Excerpt to read ::
Saturday's earthquake near the coast of Chile, which registered a magnitude of 8.8, was actually significantly stronger than the January 12 earthquake which devastated Haiti with a magnitude of 7.0. While damage, casualties and civil unrest are at catastrophic levels in Chile now, the degree to which the destruction affected Haiti more could be measured on the same kind of exponential scale used to measure the magnitude of the earthquakes themselves. It's worth asking why lesser tremors caused so much more damage. Two immediate answers present themselves: poverty and preparedness.
Chile's location on the Pacific Rim puts it in a very high risk area for seismic activity like earthquakes. In fact, the strongest earthquake on record, with a magnitude of 9.5, had its epicenter in
Valdivia, Chile on May 22, 1960. Additionally, nine out of the ten largest earthquakes on record are along the Pacific Rim (Saturday's quake will take the #5 slot on this list). Because of this historical precedent for large scale seismic events in this region, engineers have focused on planning for events such as these in the way that cities are laid out and in the way buildings are constructed. The Caribbean is not the same hotbed of seismic activity, though there are
several significant Caribbean earthquakes noted over the last 500 years, and so earthquake safety isn't as high on the list of building specifications as it is on the Pacific Rim.

Written exercise 1 :: According to the earthquake article, where and when was the epicenter of the strongest earthquake on record?

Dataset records

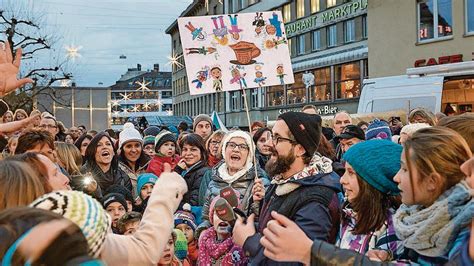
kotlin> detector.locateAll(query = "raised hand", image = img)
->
[0,41,33,97]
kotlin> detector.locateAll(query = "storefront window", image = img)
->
[296,0,304,18]
[344,19,355,43]
[310,67,331,102]
[267,86,286,106]
[466,0,474,34]
[311,30,321,51]
[286,73,306,104]
[418,0,453,41]
[283,4,291,23]
[327,25,337,47]
[334,62,360,99]
[298,34,306,55]
[311,0,321,13]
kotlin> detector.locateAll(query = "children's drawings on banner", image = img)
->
[178,11,294,95]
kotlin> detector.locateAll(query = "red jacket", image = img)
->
[146,155,180,177]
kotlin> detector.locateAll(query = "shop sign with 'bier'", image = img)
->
[178,11,294,95]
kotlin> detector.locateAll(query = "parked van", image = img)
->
[357,61,474,114]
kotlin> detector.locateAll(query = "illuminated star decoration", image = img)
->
[135,78,151,94]
[64,45,82,61]
[120,93,130,101]
[60,79,71,87]
[166,51,183,68]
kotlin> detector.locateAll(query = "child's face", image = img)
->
[213,212,232,240]
[140,183,154,200]
[158,236,174,265]
[123,221,140,235]
[160,141,176,157]
[176,224,194,243]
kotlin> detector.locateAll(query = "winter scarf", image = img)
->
[393,181,474,257]
[199,227,247,266]
[272,152,332,196]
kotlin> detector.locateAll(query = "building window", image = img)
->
[298,34,306,55]
[418,0,453,41]
[267,86,286,106]
[466,0,474,34]
[286,73,306,104]
[283,4,291,23]
[309,67,331,102]
[327,25,337,47]
[296,0,305,18]
[311,30,321,51]
[311,0,321,13]
[344,19,355,43]
[326,0,337,8]
[334,62,360,99]
[362,16,368,39]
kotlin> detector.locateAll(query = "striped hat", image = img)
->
[30,190,111,258]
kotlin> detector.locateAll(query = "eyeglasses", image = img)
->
[226,142,249,151]
[272,135,297,145]
[39,125,58,129]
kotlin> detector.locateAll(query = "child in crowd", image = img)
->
[117,212,142,235]
[199,196,247,266]
[147,130,180,177]
[158,231,189,266]
[174,204,199,265]
[102,193,128,234]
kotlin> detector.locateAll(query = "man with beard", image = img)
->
[233,112,341,265]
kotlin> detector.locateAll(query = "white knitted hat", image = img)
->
[119,122,143,150]
[30,190,111,258]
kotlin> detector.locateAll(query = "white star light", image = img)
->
[166,51,183,67]
[135,78,151,93]
[120,92,130,101]
[64,45,82,61]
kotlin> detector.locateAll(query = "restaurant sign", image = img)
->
[285,0,368,38]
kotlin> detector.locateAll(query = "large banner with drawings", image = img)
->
[178,11,294,95]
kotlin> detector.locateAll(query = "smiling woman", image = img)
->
[81,132,132,197]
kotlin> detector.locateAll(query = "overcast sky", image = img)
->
[0,0,192,86]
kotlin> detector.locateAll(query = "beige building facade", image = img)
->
[367,0,474,78]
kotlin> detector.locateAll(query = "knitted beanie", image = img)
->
[143,135,155,146]
[155,130,176,153]
[143,126,160,137]
[137,173,158,197]
[105,184,134,202]
[102,193,128,211]
[174,204,197,231]
[342,139,403,195]
[193,114,212,131]
[278,112,322,156]
[119,122,143,150]
[173,229,188,260]
[30,190,111,258]
[222,130,255,170]
[365,119,392,140]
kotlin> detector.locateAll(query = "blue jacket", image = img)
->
[243,172,342,265]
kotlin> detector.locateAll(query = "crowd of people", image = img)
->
[0,38,474,266]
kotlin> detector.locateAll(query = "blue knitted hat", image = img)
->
[342,139,403,195]
[365,119,392,140]
[137,173,158,195]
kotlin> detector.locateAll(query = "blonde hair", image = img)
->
[13,109,28,121]
[408,108,436,126]
[0,159,45,211]
[54,142,82,175]
[404,126,472,198]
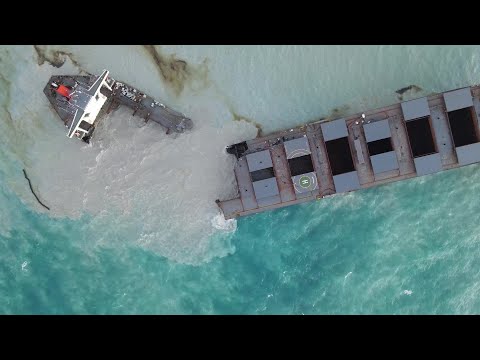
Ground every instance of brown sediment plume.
[230,110,263,137]
[33,45,86,73]
[395,85,423,101]
[143,45,209,96]
[23,169,50,210]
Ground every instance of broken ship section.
[43,71,193,142]
[216,85,480,219]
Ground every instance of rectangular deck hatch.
[325,137,355,176]
[447,107,478,147]
[405,116,437,158]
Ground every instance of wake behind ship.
[43,70,193,143]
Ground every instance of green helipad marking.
[298,176,312,189]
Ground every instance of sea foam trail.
[1,48,257,264]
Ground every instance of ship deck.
[217,85,480,219]
[43,75,193,141]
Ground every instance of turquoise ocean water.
[0,46,480,314]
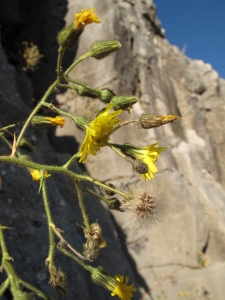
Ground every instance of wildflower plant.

Written exercise 2 :: Transcribe the dataset entries word for word, starting at the line that contains "Ground every instance of broken ship section." and ending at the last line of the entries, with both ends included. Leave the pictures out of your copy.

Correct response 1 :: Valdivia, Chile, on May 22, 1960.

Correct response 2 ::
Ground every instance of broken ship section.
[43,71,193,142]
[216,85,480,219]
Ground every instance of rectangular deck hatch.
[325,137,355,176]
[447,107,478,147]
[405,116,437,158]
Ground every instance of wake behind ship.
[43,70,193,143]
Ground every instance of green helipad marking.
[298,176,312,189]
Ground every instance of sea foam trail.
[1,48,257,264]
Ground every instance of ship deck.
[217,85,480,219]
[43,75,193,141]
Ground every instance of turquoise ocean water.
[0,46,480,314]
Ground every instance of wildflower plant.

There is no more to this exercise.